TASK PROMPT:
Repeat exactly the lines from the line containing "Mark every instance of the ornate" through the last line of the records below, inclusive, and nothing else.

☆ ☆ ☆

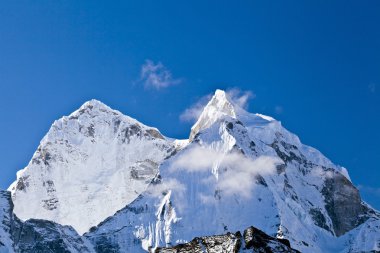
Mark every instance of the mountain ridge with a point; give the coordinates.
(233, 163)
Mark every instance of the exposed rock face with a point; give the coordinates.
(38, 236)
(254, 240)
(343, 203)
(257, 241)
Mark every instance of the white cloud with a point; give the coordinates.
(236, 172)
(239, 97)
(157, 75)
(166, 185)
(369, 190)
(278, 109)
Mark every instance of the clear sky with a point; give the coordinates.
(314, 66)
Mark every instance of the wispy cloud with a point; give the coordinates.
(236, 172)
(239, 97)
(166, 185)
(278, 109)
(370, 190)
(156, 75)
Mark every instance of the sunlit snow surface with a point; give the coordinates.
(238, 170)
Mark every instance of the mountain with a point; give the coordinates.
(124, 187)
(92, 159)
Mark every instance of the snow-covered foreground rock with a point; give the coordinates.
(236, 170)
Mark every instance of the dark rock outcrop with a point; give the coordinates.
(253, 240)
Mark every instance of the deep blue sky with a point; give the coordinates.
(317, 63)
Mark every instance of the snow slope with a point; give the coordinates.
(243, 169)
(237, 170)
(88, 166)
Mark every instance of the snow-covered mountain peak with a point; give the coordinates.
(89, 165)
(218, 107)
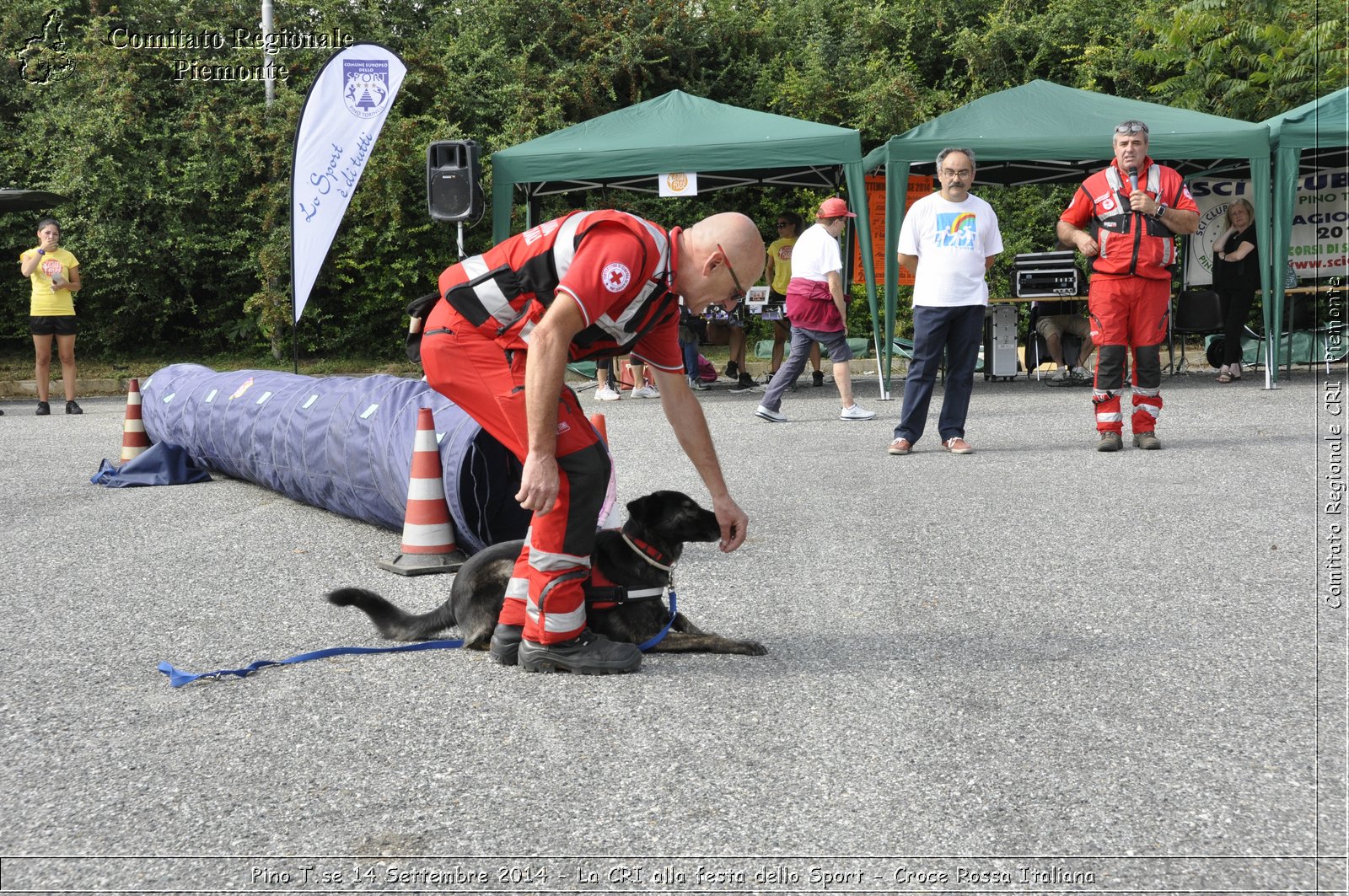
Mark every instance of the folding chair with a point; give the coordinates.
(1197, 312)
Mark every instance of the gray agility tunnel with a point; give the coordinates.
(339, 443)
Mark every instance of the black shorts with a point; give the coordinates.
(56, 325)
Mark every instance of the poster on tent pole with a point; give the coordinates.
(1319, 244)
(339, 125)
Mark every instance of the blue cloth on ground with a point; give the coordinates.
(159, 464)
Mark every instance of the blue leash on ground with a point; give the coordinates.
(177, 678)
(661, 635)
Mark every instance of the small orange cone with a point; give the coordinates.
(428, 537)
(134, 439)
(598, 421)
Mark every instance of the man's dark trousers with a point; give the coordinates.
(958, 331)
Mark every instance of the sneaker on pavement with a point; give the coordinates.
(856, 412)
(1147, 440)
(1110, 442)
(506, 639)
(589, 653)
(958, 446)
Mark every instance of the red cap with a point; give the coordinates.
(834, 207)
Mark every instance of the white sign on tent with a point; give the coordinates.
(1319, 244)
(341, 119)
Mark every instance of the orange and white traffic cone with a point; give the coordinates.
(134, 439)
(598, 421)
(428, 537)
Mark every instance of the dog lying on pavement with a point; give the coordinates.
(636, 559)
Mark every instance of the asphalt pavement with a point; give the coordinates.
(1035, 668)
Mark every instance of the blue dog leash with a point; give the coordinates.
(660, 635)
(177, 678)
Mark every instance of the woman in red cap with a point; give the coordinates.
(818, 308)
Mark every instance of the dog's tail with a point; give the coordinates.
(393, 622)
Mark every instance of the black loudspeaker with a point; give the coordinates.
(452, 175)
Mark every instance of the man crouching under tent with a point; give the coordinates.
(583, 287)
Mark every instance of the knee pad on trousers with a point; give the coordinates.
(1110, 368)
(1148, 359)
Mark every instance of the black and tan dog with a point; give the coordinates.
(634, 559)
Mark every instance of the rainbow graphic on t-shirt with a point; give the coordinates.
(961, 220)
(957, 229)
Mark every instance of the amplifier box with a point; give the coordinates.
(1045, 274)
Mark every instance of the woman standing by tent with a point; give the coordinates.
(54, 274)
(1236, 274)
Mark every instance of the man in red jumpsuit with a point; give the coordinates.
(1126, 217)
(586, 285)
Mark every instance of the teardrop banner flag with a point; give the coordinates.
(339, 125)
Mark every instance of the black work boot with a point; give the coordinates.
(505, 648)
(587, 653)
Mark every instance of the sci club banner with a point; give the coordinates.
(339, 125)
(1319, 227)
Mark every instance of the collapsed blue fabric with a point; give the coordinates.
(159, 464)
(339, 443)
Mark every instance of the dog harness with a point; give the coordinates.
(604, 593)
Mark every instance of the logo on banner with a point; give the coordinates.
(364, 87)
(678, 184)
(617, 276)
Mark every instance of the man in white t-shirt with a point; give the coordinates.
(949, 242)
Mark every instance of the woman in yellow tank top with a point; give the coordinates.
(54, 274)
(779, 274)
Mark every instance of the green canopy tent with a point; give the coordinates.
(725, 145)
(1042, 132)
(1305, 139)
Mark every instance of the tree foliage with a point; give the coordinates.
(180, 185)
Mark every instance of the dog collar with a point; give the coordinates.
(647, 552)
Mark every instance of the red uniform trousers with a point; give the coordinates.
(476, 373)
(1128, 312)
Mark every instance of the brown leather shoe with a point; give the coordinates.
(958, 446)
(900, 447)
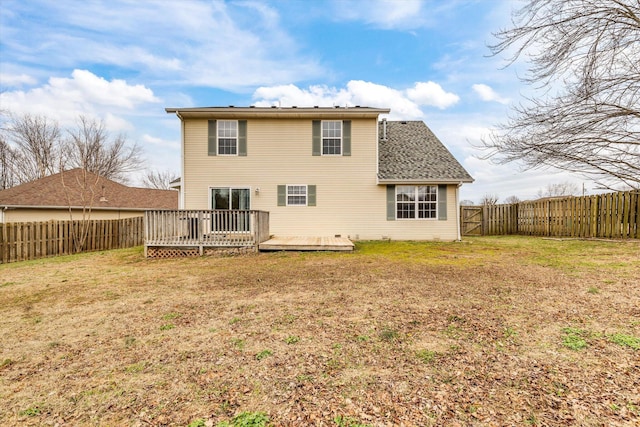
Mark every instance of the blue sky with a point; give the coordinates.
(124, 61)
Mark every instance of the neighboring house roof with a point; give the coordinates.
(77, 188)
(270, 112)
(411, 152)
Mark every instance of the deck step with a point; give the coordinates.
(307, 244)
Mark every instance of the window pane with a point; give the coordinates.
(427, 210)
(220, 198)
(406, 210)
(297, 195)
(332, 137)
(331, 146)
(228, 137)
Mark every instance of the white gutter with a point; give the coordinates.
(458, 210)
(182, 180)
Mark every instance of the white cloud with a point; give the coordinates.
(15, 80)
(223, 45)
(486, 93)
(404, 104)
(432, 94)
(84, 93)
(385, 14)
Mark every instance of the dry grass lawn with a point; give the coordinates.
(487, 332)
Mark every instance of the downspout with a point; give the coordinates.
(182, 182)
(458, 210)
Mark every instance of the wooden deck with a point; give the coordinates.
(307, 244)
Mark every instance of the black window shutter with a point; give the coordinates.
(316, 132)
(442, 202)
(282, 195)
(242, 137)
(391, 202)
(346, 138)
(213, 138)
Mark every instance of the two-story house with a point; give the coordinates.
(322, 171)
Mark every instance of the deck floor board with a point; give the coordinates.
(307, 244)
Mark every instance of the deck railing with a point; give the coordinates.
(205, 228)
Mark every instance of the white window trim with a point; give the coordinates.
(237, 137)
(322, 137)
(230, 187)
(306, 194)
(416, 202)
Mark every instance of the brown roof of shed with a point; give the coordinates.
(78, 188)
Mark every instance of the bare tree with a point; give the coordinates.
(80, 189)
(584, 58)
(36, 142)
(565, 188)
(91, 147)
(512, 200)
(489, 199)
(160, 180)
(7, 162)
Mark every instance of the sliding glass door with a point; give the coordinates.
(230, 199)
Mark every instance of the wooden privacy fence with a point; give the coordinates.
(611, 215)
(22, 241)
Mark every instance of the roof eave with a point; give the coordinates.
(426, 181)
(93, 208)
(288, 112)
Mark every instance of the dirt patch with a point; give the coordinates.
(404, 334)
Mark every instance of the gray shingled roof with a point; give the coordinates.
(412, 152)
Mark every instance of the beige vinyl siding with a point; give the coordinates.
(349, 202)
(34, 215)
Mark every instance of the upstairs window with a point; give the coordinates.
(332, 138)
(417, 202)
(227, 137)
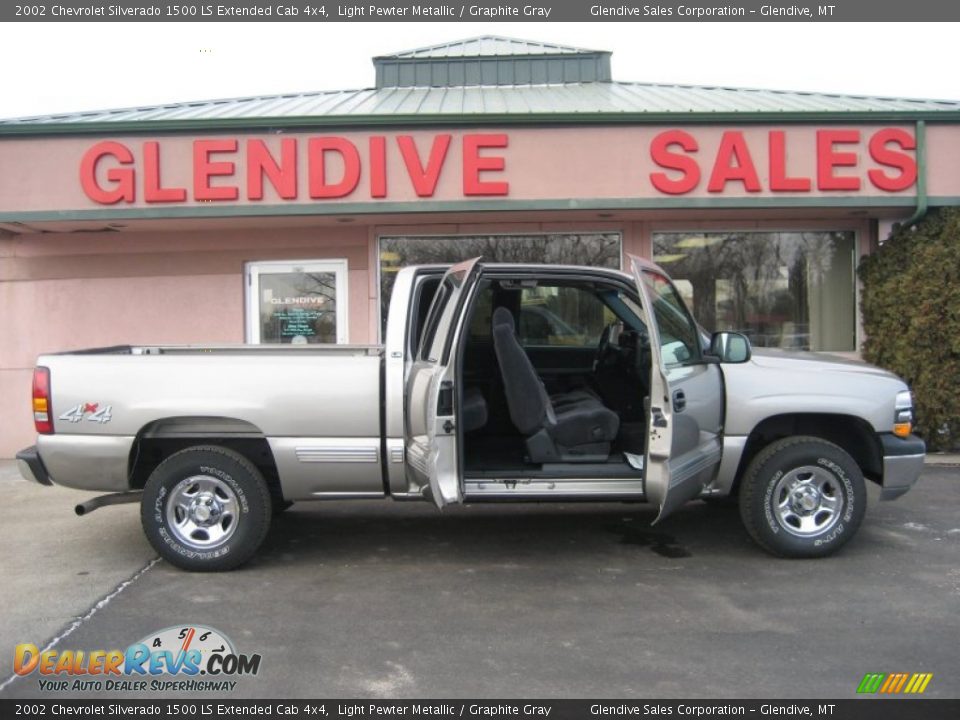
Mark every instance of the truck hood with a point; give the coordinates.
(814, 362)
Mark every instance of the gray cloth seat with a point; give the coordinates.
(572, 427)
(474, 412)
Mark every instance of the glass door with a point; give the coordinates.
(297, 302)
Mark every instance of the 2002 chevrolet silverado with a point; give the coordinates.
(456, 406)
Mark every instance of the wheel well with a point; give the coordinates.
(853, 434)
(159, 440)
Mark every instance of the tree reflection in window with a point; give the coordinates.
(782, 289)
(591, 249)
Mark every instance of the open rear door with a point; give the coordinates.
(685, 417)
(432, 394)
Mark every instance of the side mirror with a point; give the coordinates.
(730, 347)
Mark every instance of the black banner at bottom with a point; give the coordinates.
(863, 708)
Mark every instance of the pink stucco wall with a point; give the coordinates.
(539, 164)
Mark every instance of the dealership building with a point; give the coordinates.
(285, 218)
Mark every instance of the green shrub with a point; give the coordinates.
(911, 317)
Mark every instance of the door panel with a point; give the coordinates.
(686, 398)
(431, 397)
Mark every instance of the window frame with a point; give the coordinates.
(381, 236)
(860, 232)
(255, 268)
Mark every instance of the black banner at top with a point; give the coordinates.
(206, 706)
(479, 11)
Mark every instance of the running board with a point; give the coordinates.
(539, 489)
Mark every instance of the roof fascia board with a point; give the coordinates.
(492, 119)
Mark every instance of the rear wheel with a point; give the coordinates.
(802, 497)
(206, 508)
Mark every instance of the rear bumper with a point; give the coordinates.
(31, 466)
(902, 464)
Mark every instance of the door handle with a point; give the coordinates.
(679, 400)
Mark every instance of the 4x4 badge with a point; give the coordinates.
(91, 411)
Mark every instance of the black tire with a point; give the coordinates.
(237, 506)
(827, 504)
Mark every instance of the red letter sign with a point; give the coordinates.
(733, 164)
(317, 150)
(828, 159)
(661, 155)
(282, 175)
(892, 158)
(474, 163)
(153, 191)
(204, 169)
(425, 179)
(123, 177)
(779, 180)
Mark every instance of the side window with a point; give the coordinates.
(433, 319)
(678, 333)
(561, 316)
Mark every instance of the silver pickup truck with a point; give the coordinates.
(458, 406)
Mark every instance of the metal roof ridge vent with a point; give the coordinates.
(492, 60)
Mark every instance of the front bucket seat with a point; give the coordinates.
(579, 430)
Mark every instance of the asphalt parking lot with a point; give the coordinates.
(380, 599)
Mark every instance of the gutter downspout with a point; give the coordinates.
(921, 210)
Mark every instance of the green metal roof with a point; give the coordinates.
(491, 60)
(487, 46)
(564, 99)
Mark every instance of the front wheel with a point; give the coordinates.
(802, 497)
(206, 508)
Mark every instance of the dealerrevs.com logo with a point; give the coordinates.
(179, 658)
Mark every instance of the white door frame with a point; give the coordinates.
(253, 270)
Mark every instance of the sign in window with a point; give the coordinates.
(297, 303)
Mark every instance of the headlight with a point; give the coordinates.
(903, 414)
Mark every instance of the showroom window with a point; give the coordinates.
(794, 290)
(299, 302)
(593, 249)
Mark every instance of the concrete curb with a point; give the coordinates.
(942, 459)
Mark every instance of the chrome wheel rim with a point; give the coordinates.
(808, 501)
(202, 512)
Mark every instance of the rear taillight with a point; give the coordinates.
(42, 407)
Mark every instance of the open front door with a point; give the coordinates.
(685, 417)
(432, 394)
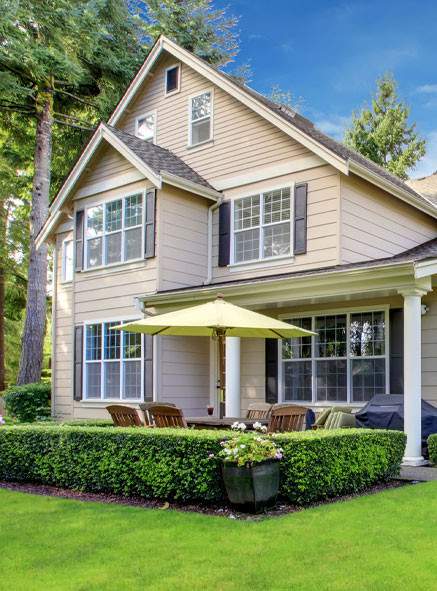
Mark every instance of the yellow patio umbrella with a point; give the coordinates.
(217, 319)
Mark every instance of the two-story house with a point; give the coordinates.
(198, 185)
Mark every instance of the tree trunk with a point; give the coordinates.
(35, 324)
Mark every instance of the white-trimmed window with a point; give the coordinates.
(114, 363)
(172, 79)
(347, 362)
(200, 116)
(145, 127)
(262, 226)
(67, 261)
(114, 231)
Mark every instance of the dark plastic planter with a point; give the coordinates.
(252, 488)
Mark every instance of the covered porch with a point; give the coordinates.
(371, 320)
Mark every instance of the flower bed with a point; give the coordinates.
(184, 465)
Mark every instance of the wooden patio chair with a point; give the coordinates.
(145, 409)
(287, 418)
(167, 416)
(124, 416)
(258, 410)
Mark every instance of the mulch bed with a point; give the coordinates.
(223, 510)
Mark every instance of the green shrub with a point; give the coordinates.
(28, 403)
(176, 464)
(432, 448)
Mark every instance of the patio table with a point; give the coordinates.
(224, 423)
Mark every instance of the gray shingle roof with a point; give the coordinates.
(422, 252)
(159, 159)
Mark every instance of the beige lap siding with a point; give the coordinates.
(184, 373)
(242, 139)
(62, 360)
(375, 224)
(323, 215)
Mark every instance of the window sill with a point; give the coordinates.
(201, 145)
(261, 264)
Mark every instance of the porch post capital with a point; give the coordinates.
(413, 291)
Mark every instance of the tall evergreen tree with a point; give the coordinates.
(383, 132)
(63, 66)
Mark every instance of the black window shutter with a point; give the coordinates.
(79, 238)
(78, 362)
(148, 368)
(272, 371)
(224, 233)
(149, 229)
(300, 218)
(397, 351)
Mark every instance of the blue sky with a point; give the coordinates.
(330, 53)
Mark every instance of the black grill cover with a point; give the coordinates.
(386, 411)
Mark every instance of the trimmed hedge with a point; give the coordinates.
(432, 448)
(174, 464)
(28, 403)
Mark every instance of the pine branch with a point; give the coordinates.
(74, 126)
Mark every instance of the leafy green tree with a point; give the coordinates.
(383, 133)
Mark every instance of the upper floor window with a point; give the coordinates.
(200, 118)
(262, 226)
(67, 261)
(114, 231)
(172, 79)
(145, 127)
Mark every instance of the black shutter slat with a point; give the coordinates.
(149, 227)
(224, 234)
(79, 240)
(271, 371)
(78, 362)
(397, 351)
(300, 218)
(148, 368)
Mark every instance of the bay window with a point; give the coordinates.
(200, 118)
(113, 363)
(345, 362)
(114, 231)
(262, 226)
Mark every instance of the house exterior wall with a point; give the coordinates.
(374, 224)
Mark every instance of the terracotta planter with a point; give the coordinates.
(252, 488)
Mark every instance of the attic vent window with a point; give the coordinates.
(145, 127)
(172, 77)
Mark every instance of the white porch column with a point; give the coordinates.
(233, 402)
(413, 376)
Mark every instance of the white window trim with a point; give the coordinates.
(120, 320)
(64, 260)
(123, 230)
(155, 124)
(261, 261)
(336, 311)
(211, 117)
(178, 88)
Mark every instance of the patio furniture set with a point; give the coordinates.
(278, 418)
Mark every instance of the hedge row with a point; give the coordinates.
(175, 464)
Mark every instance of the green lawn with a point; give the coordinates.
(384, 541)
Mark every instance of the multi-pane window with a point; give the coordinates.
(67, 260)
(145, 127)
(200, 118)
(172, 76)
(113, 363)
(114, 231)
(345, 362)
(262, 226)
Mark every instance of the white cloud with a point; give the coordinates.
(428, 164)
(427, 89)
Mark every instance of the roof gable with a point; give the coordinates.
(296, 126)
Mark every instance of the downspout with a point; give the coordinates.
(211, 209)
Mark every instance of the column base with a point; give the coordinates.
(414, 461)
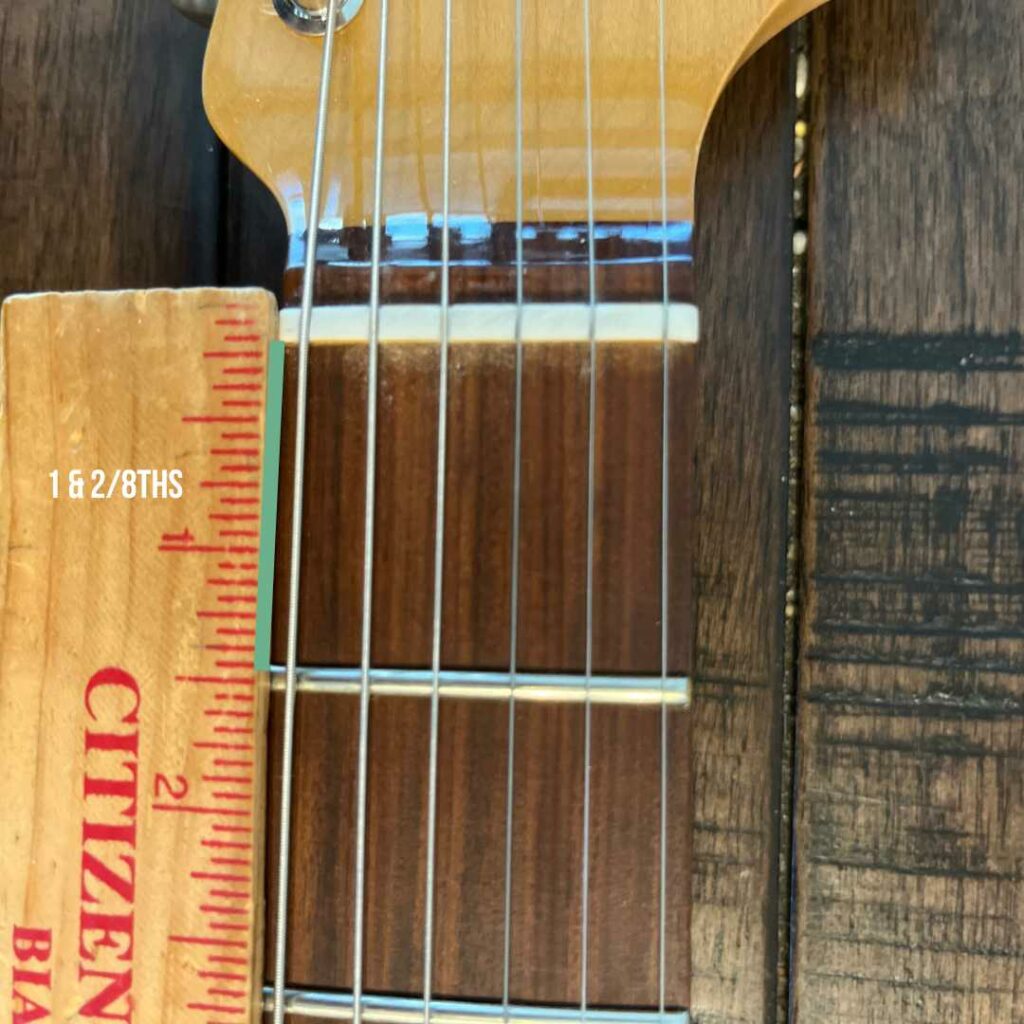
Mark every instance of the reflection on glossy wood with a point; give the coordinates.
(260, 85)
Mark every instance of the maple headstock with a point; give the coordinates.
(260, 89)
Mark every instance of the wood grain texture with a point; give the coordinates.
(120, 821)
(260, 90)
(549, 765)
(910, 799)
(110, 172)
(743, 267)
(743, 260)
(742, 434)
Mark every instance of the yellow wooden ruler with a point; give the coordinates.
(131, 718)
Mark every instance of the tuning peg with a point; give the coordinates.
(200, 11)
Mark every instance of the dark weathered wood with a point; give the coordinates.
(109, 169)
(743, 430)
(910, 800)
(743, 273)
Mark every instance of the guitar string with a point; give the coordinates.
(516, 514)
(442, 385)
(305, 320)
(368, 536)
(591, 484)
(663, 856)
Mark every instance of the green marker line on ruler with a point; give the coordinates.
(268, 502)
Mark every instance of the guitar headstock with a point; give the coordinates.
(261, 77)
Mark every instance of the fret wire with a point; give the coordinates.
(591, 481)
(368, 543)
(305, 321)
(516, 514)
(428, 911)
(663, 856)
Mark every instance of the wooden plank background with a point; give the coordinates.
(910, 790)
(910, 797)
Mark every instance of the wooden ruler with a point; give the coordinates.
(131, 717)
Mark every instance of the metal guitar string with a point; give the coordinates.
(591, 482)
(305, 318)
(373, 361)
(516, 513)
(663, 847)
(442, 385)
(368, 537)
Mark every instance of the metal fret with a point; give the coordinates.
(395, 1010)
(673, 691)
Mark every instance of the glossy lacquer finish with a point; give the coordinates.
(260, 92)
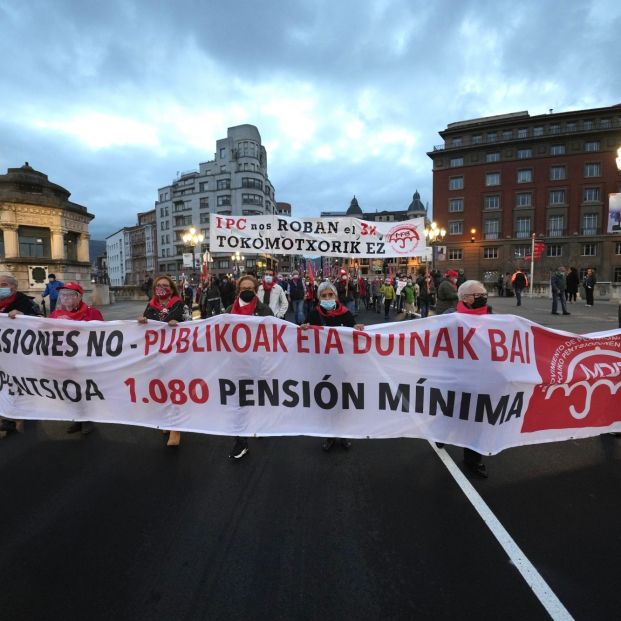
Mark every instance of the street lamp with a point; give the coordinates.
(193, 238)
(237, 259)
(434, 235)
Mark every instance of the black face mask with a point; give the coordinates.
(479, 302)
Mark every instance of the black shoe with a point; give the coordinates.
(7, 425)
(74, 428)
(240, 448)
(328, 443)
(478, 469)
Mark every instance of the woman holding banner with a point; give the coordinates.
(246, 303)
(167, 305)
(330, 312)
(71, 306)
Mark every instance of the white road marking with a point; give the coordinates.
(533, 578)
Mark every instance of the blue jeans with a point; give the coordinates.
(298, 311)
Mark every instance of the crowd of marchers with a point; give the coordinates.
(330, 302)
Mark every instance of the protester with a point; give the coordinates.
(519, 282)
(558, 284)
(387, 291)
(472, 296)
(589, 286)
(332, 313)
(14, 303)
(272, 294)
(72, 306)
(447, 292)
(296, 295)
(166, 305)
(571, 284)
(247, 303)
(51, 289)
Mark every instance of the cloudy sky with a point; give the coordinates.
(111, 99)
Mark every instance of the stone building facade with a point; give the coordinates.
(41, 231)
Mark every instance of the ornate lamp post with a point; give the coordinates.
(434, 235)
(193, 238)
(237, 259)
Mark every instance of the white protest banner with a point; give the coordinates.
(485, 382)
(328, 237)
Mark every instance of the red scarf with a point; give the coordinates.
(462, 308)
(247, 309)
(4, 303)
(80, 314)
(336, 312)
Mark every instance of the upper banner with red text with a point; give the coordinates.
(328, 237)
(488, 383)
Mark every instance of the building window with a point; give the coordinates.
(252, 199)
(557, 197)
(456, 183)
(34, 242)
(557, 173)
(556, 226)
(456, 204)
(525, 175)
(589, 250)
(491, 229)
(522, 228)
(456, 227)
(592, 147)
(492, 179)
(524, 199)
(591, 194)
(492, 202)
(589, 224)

☆ ☆ ☆

COMPLETE OUTPUT:
Mark every instance of the ornate lamp post with a point; give the coordinates.
(434, 235)
(193, 238)
(237, 259)
Mark every instance of the white protest banner with a point; give the coordinates.
(485, 382)
(328, 237)
Mark every instance of the red scarf with a point; give the coordinates.
(462, 308)
(247, 309)
(4, 303)
(80, 314)
(336, 312)
Mark every instance of the upper banner with red text with a point; give the coordinates.
(328, 237)
(488, 383)
Mark every instance of the building window with a point; give the coordinates.
(252, 199)
(557, 197)
(456, 183)
(34, 242)
(557, 173)
(556, 226)
(456, 204)
(525, 175)
(589, 250)
(491, 229)
(522, 228)
(456, 227)
(592, 147)
(492, 179)
(524, 199)
(591, 194)
(492, 202)
(589, 224)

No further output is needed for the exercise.